Required work: In the school profile below, condense the paragraph beginning "St. Peter Catholic Secondary School, abbreviated SPSS" into a bulleted list of its main facts.

Exercise passage:
BEGIN

Location
- 730 Medical Drive Peterborough, Ontario, K9J 8M4 Canada 44°18′21″N 78°20′39″W﻿ / ﻿44.305731°N 78.344107°W

Information
- School type: Catholic High School
- Motto: Per Angusta, Ad Augusta (Through trials, to triumph.)
- Religious affiliation: Catholic
- Founded: 1914
- School board: Peterborough Victoria Northumberland and Clarington Catholic District School Board
- Superintendent: Timothy Moloney
- School number: 845361
- Principal: Shannon Brady
- Chaplain: Rico Fuerzas
- Staff: 105
- Grades: 9 to 12
- Enrolment: 1175 (2019–2020)
- Language: English, French immersion
- Colours: Garnet and Gold
- Mascot: Saint Peter
- Team name: Saints
- Website: www.spcss.ca/en/

= St. Peter Catholic Secondary School =

St. Peter Catholic Secondary School, abbreviated SPSS, is an urban high school located in Peterborough, Ontario, Canada. The school was originally opened in 1914, before moving to its current location in the mid-1990s. The school is administered by the Peterborough Victoria Northumberland and Clarington Catholic District School Board. The school is built for 1400 students from Grade 9 to 12. The school is within the Diocese of Peterborough.

END

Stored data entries
BEGIN

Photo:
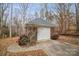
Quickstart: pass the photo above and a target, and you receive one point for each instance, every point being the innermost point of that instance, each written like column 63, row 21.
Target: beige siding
column 43, row 33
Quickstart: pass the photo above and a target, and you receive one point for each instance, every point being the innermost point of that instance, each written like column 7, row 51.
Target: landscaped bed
column 38, row 52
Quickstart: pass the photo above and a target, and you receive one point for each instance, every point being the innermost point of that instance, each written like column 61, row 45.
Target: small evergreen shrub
column 24, row 40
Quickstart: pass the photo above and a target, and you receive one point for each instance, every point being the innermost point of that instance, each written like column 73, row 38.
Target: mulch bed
column 28, row 53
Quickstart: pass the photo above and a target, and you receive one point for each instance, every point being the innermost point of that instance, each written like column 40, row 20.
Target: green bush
column 24, row 40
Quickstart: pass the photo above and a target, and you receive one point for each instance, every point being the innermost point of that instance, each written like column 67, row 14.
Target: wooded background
column 12, row 21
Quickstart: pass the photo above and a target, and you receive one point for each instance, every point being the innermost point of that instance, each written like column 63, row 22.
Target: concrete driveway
column 51, row 47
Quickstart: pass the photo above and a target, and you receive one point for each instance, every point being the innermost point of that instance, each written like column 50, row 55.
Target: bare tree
column 23, row 9
column 77, row 16
column 63, row 16
column 3, row 9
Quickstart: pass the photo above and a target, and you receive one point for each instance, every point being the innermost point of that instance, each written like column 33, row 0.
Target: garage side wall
column 43, row 34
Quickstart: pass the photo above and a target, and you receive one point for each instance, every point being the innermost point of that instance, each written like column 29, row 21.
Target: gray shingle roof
column 40, row 22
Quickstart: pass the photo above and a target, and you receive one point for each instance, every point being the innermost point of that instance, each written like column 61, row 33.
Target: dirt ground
column 4, row 43
column 55, row 47
column 70, row 39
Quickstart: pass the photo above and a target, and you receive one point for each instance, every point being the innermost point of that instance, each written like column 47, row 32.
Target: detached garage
column 39, row 29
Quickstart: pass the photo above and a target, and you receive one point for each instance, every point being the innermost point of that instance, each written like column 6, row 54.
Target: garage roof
column 40, row 22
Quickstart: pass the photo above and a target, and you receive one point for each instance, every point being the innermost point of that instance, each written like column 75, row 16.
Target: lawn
column 4, row 43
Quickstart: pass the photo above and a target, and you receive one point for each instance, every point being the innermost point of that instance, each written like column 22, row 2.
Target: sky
column 35, row 7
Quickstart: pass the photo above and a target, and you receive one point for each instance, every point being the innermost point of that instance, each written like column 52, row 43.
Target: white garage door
column 43, row 33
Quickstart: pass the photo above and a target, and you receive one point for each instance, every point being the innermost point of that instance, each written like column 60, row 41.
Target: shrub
column 24, row 40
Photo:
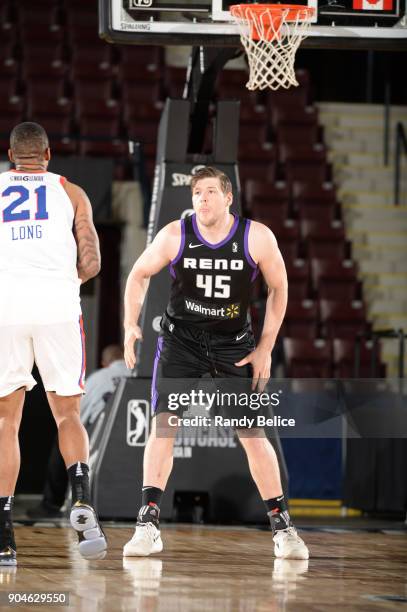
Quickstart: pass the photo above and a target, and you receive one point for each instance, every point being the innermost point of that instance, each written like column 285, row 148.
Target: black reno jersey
column 211, row 282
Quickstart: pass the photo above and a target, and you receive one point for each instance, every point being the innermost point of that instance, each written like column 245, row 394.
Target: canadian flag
column 373, row 5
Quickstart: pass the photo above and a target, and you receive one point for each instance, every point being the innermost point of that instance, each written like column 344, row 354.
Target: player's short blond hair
column 210, row 172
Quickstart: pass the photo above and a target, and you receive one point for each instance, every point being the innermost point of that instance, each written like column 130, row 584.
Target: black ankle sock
column 276, row 504
column 278, row 512
column 79, row 478
column 151, row 495
column 6, row 522
column 6, row 508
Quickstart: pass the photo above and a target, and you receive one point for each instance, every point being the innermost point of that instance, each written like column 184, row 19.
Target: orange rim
column 276, row 11
column 270, row 16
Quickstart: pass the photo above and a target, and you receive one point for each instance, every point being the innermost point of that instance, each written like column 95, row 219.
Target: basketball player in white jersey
column 48, row 247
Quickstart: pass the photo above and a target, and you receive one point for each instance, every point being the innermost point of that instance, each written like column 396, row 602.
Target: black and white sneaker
column 8, row 554
column 147, row 538
column 92, row 540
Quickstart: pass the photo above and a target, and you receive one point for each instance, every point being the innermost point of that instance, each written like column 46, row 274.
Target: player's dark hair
column 210, row 172
column 28, row 138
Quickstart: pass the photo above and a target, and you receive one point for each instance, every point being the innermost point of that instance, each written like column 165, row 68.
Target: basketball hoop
column 270, row 35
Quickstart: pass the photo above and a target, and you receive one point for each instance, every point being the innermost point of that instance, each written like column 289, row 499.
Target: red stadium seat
column 301, row 318
column 142, row 92
column 301, row 152
column 345, row 359
column 299, row 284
column 142, row 112
column 8, row 86
column 304, row 191
column 87, row 90
column 256, row 162
column 343, row 319
column 315, row 171
column 269, row 214
column 335, row 280
column 294, row 97
column 323, row 212
column 59, row 131
column 51, row 88
column 288, row 238
column 324, row 241
column 38, row 106
column 101, row 137
column 91, row 60
column 289, row 114
column 305, row 359
column 260, row 193
column 304, row 134
column 140, row 62
column 8, row 62
column 142, row 130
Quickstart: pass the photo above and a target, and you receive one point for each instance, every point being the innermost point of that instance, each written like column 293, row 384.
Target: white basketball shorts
column 57, row 349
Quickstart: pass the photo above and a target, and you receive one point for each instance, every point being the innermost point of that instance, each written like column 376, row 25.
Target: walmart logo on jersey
column 212, row 311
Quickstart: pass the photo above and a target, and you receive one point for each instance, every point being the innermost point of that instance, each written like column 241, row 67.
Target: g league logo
column 183, row 180
column 140, row 3
column 138, row 422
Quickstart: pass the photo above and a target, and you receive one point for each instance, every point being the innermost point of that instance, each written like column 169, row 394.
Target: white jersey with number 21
column 38, row 253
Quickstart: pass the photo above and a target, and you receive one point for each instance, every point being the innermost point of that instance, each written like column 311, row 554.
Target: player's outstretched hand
column 260, row 359
column 131, row 335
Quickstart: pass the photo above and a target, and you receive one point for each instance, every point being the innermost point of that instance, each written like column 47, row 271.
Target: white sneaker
column 289, row 545
column 145, row 541
column 91, row 539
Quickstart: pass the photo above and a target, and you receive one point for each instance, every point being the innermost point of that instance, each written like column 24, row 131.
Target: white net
column 271, row 36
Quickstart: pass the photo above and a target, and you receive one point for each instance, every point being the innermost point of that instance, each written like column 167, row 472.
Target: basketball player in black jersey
column 213, row 257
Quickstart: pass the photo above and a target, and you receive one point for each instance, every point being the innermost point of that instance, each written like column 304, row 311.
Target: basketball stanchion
column 271, row 35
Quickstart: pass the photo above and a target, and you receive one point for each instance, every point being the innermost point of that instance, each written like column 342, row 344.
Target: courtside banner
column 373, row 5
column 216, row 408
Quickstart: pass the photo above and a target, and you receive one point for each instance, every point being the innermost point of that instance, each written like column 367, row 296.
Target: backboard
column 359, row 24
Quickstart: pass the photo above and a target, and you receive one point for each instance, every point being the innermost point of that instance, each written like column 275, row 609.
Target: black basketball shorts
column 186, row 354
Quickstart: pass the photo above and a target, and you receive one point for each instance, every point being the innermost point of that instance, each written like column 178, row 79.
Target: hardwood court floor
column 219, row 569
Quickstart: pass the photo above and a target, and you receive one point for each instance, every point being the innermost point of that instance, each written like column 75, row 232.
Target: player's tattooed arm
column 157, row 255
column 88, row 262
column 265, row 252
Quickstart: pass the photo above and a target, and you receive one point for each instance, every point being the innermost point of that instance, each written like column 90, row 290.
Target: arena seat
column 335, row 280
column 294, row 97
column 304, row 191
column 37, row 106
column 46, row 88
column 90, row 60
column 324, row 241
column 299, row 285
column 344, row 352
column 315, row 171
column 325, row 212
column 142, row 92
column 297, row 133
column 305, row 359
column 301, row 318
column 8, row 61
column 343, row 319
column 263, row 194
column 59, row 130
column 307, row 115
column 8, row 86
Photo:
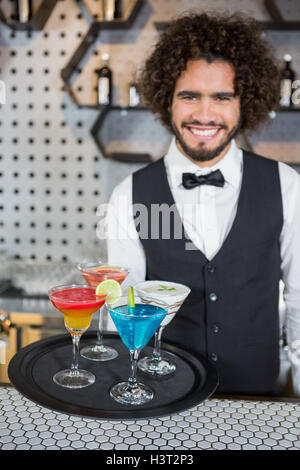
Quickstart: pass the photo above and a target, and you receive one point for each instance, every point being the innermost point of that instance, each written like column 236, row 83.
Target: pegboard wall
column 52, row 175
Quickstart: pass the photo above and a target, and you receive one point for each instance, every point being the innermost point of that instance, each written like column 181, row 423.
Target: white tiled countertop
column 215, row 424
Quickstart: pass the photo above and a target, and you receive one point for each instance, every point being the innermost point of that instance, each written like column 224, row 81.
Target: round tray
column 32, row 368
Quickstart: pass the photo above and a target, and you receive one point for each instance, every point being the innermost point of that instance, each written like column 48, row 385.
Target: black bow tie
column 215, row 178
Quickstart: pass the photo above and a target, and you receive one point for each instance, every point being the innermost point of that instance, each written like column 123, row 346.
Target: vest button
column 214, row 357
column 210, row 268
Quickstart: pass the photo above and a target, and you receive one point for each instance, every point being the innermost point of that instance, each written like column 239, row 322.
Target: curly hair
column 235, row 39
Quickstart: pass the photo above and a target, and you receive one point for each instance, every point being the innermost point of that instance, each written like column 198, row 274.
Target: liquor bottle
column 104, row 82
column 112, row 9
column 286, row 83
column 23, row 10
column 134, row 97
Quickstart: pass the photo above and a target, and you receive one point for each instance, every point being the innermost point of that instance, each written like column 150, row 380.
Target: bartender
column 233, row 220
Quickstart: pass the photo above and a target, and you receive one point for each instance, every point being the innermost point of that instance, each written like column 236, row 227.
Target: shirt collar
column 230, row 165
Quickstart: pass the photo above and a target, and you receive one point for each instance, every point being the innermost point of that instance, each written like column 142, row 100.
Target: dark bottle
column 112, row 9
column 23, row 10
column 286, row 83
column 118, row 9
column 104, row 82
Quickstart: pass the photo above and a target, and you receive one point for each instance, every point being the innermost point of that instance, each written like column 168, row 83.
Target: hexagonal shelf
column 132, row 136
column 36, row 23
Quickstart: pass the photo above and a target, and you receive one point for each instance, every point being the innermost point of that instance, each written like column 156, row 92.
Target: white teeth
column 206, row 133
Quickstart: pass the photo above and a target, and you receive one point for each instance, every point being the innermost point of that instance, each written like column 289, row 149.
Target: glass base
column 127, row 395
column 154, row 367
column 99, row 353
column 70, row 379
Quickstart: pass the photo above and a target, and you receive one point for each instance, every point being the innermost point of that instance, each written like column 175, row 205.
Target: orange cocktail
column 77, row 304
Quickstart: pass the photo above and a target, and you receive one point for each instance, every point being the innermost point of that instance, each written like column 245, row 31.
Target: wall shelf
column 92, row 35
column 38, row 20
column 277, row 22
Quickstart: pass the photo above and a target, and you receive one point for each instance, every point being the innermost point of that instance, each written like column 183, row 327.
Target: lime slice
column 130, row 297
column 111, row 288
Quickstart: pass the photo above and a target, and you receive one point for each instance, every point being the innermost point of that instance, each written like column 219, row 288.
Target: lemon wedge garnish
column 131, row 303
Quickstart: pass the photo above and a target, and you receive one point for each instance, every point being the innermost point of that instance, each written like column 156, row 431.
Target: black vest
column 231, row 315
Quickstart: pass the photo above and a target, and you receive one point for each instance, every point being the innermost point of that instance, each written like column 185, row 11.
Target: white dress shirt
column 207, row 214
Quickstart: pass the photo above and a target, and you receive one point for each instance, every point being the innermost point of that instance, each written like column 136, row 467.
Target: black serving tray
column 32, row 368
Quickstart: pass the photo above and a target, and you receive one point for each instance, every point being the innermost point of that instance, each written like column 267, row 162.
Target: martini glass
column 77, row 303
column 173, row 294
column 94, row 273
column 136, row 325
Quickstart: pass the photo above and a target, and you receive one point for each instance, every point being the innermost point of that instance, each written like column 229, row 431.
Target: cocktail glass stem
column 134, row 355
column 75, row 360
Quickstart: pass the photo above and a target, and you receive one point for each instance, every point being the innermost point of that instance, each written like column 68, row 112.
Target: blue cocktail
column 136, row 325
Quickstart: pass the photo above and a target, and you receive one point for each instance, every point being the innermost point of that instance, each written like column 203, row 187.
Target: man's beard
column 201, row 154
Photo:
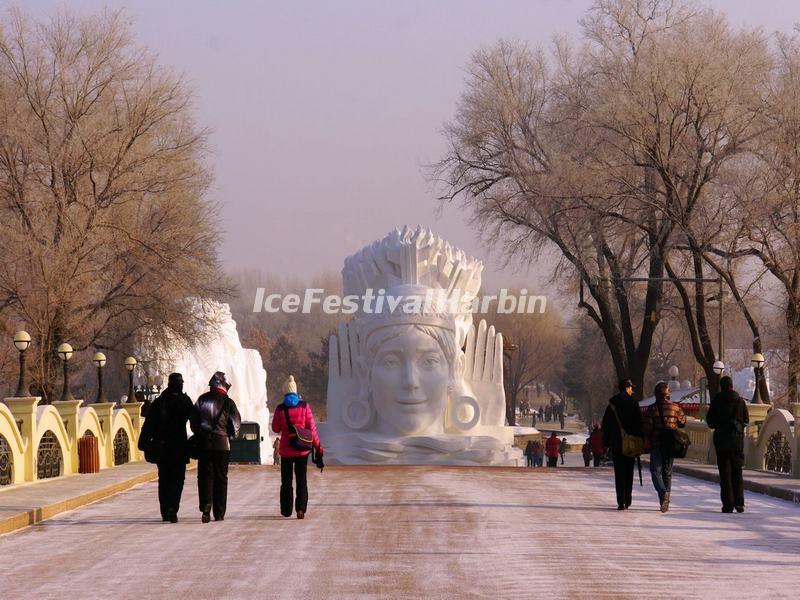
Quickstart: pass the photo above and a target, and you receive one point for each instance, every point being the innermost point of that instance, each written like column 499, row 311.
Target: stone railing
column 39, row 442
column 702, row 448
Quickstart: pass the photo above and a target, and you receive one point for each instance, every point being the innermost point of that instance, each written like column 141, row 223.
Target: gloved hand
column 316, row 457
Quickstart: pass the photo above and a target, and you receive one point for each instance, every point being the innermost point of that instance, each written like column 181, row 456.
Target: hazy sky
column 323, row 113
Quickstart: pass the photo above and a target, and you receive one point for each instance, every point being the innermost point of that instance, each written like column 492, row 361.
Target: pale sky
column 324, row 113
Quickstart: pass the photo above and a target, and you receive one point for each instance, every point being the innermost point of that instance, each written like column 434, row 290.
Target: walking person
column 292, row 416
column 662, row 414
column 586, row 451
column 215, row 421
column 728, row 417
column 528, row 452
column 562, row 449
column 537, row 453
column 551, row 450
column 596, row 441
column 163, row 440
column 622, row 413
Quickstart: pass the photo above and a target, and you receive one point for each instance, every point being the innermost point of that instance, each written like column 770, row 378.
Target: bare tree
column 607, row 152
column 770, row 207
column 107, row 228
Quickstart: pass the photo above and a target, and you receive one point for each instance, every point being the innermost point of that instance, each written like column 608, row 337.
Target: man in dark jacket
column 216, row 421
column 728, row 417
column 163, row 439
column 629, row 415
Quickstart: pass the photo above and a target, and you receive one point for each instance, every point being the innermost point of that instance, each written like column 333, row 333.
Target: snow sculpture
column 410, row 379
column 223, row 351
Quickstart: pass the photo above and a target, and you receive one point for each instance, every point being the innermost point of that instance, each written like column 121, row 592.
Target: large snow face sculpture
column 411, row 380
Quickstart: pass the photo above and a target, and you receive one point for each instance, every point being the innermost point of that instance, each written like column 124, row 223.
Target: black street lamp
column 65, row 353
column 22, row 340
column 758, row 370
column 100, row 360
column 130, row 365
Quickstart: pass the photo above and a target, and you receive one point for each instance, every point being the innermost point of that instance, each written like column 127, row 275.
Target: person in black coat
column 163, row 439
column 215, row 421
column 728, row 417
column 630, row 416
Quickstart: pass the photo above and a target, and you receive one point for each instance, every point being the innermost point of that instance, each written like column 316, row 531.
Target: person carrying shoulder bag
column 294, row 421
column 622, row 433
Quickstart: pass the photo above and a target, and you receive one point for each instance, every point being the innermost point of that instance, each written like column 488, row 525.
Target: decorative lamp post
column 673, row 378
column 130, row 365
column 719, row 368
column 22, row 340
column 159, row 381
column 65, row 353
column 758, row 370
column 100, row 360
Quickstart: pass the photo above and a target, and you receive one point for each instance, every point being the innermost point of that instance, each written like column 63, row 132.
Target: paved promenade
column 27, row 504
column 414, row 532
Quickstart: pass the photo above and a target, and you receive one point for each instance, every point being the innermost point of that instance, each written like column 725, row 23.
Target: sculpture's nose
column 410, row 380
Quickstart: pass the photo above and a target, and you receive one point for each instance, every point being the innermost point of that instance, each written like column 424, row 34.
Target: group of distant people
column 626, row 434
column 548, row 413
column 215, row 421
column 553, row 449
column 727, row 416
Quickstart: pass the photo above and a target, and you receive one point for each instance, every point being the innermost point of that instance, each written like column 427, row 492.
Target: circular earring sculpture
column 356, row 412
column 462, row 407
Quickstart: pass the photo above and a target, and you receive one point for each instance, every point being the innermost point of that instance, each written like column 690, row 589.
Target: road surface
column 414, row 532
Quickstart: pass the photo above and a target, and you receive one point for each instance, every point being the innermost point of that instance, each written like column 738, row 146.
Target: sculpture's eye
column 389, row 362
column 430, row 361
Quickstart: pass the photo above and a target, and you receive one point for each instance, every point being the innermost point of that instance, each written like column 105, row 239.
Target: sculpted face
column 409, row 379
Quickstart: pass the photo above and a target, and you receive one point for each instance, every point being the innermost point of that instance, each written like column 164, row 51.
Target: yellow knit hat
column 289, row 386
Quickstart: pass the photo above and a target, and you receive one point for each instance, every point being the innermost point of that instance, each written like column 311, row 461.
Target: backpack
column 632, row 445
column 674, row 442
column 300, row 438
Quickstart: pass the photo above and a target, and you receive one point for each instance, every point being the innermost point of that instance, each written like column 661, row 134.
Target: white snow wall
column 242, row 366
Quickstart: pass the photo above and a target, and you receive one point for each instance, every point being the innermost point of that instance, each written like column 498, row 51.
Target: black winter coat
column 216, row 420
column 630, row 415
column 166, row 421
column 728, row 416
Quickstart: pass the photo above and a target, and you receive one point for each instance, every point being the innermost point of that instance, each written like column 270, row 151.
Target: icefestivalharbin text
column 373, row 301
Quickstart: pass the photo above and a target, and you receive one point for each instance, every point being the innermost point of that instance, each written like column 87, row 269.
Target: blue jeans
column 661, row 472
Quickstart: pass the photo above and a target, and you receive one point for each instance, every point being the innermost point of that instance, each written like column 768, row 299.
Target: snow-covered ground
column 416, row 532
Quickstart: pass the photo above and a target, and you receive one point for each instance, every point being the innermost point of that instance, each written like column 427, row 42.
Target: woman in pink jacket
column 294, row 412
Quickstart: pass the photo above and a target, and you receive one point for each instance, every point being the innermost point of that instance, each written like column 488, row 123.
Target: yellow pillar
column 24, row 411
column 105, row 412
column 69, row 410
column 134, row 410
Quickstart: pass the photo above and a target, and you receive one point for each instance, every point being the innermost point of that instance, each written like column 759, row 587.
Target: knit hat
column 289, row 386
column 219, row 381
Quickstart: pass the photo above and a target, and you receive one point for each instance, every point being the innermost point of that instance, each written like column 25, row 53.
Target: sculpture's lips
column 411, row 401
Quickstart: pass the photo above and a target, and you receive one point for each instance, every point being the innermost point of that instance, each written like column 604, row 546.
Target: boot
column 665, row 502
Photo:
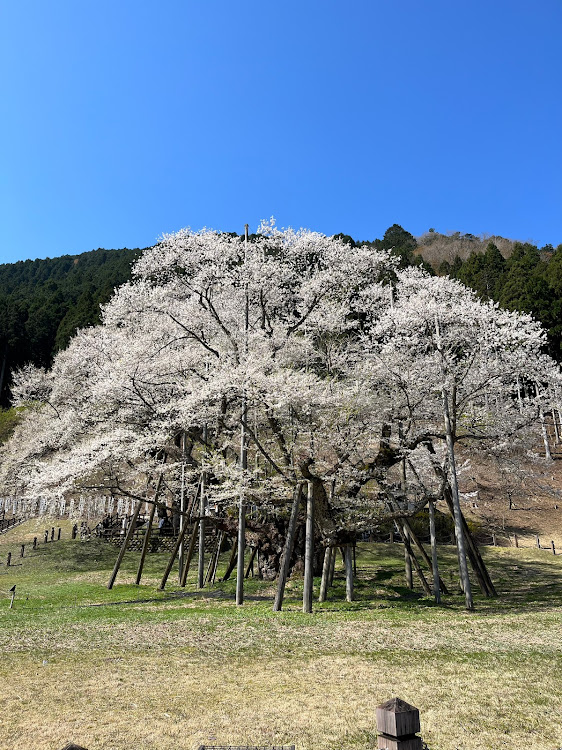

END

Exercise result:
- Abbreviated SPSS; an urban high school in Peterborough, Ontario, Canada
- Opened in 1914; moved to its current location in the mid-1990s
- Administered by the Peterborough Victoria Northumberland and Clarington Catholic District School Board
- Built for 1400 students in Grades 9 to 12
- Within the Diocese of Peterborough